## What to work on
Identify each line below that contains the string "target", and copy every such line in full.
• • • • • • •
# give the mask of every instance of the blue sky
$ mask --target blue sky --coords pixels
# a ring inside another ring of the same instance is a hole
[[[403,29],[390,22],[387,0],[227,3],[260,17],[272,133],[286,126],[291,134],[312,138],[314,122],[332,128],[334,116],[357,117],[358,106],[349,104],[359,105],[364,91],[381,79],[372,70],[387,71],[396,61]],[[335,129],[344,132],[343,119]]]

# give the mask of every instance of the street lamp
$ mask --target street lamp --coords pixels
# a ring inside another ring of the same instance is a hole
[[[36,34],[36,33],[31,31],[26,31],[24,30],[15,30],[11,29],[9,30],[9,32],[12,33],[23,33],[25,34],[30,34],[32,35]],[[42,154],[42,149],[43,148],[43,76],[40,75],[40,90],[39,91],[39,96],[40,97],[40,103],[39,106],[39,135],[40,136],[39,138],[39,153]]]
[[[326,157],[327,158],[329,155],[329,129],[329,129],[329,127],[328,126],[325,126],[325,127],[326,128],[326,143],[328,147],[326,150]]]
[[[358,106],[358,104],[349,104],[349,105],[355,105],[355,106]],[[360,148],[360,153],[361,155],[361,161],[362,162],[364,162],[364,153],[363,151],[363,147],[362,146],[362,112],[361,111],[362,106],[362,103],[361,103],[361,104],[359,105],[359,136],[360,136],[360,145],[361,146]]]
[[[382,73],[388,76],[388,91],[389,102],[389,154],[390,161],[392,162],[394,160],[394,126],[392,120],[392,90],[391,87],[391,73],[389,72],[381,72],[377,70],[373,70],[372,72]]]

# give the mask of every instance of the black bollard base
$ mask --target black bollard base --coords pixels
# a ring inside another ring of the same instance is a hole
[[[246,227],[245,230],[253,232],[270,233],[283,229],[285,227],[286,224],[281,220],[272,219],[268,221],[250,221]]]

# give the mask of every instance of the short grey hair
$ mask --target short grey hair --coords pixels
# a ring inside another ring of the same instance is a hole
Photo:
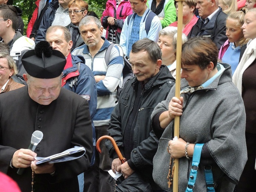
[[[81,31],[81,27],[83,25],[87,25],[88,24],[95,24],[99,29],[101,27],[101,23],[98,18],[93,16],[86,16],[82,19],[79,23],[79,31]]]
[[[159,32],[159,37],[161,35],[167,35],[173,40],[172,46],[173,52],[176,52],[177,49],[177,36],[178,28],[175,27],[167,26],[165,27]],[[188,38],[186,35],[182,33],[181,36],[182,44],[188,41]]]
[[[140,51],[146,51],[150,59],[154,63],[162,59],[162,51],[159,46],[157,43],[147,38],[137,41],[132,46],[131,53]]]

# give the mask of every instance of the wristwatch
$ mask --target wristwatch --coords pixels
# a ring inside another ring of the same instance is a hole
[[[54,171],[53,172],[51,172],[50,174],[50,175],[51,175],[52,176],[54,176],[56,175],[56,172],[55,171]]]

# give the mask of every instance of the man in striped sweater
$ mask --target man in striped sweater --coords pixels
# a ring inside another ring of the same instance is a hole
[[[116,45],[111,49],[109,63],[106,63],[105,54],[110,43],[101,37],[103,27],[96,18],[84,17],[79,23],[79,30],[85,44],[75,49],[72,54],[84,57],[85,64],[92,71],[96,81],[98,105],[93,120],[98,140],[108,134],[110,115],[116,104],[116,87],[119,85],[121,87],[122,84],[123,54],[121,47]],[[104,142],[102,142],[102,152],[101,155],[96,154],[91,174],[85,175],[86,191],[113,191],[114,188],[109,182],[110,176],[107,172],[111,169],[111,160]]]

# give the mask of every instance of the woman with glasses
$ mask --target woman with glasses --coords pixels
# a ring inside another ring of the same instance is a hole
[[[71,23],[66,27],[71,35],[73,46],[71,51],[85,43],[81,37],[78,26],[82,19],[86,15],[88,3],[82,0],[72,0],[68,4],[68,11]]]
[[[20,88],[24,85],[14,81],[11,76],[18,73],[16,64],[11,56],[0,52],[0,93]]]

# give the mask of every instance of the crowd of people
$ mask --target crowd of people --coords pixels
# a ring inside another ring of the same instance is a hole
[[[37,0],[24,35],[22,10],[0,0],[0,186],[165,192],[178,179],[179,191],[254,191],[256,1],[178,2],[107,0],[99,19],[86,1]],[[96,150],[106,135],[119,151],[108,140]],[[75,146],[81,157],[37,164]]]

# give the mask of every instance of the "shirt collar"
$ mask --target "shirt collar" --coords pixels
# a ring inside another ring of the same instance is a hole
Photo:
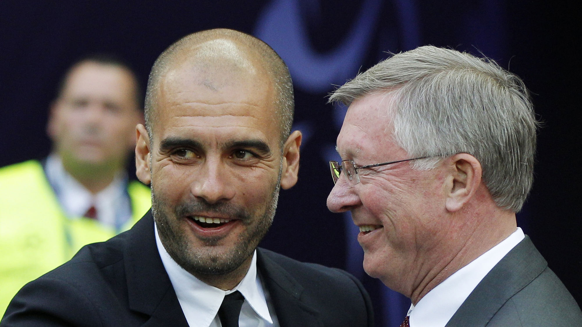
[[[506,239],[436,285],[416,305],[411,305],[408,312],[410,326],[446,325],[485,275],[524,237],[518,227]]]
[[[97,219],[112,227],[125,222],[131,216],[129,199],[126,194],[127,176],[120,172],[107,187],[93,195],[65,169],[62,160],[51,154],[45,165],[47,178],[59,202],[70,218],[82,216],[91,207],[97,210]]]
[[[253,254],[249,271],[240,283],[232,290],[224,291],[202,282],[174,261],[162,244],[158,229],[154,226],[154,230],[162,262],[190,326],[210,326],[225,296],[237,290],[243,294],[245,303],[248,303],[257,315],[269,324],[273,323],[261,280],[257,274],[256,250]],[[196,322],[195,324],[193,322]]]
• • • • • • •
## Full output
$ mask --target blue sky --coords pixels
$ mask --target street lamp --coords pixels
$ mask --target black bollard base --coords pixels
$ mask --target short grey hair --coords pixels
$ mask --target wristwatch --coords pixels
$ mask --target man in striped sweater --coords pixels
$ mask --target woman with glasses --coords pixels
$ mask --target crowd of people --coords pixels
$ mask --target "shirt collar" --coords pixels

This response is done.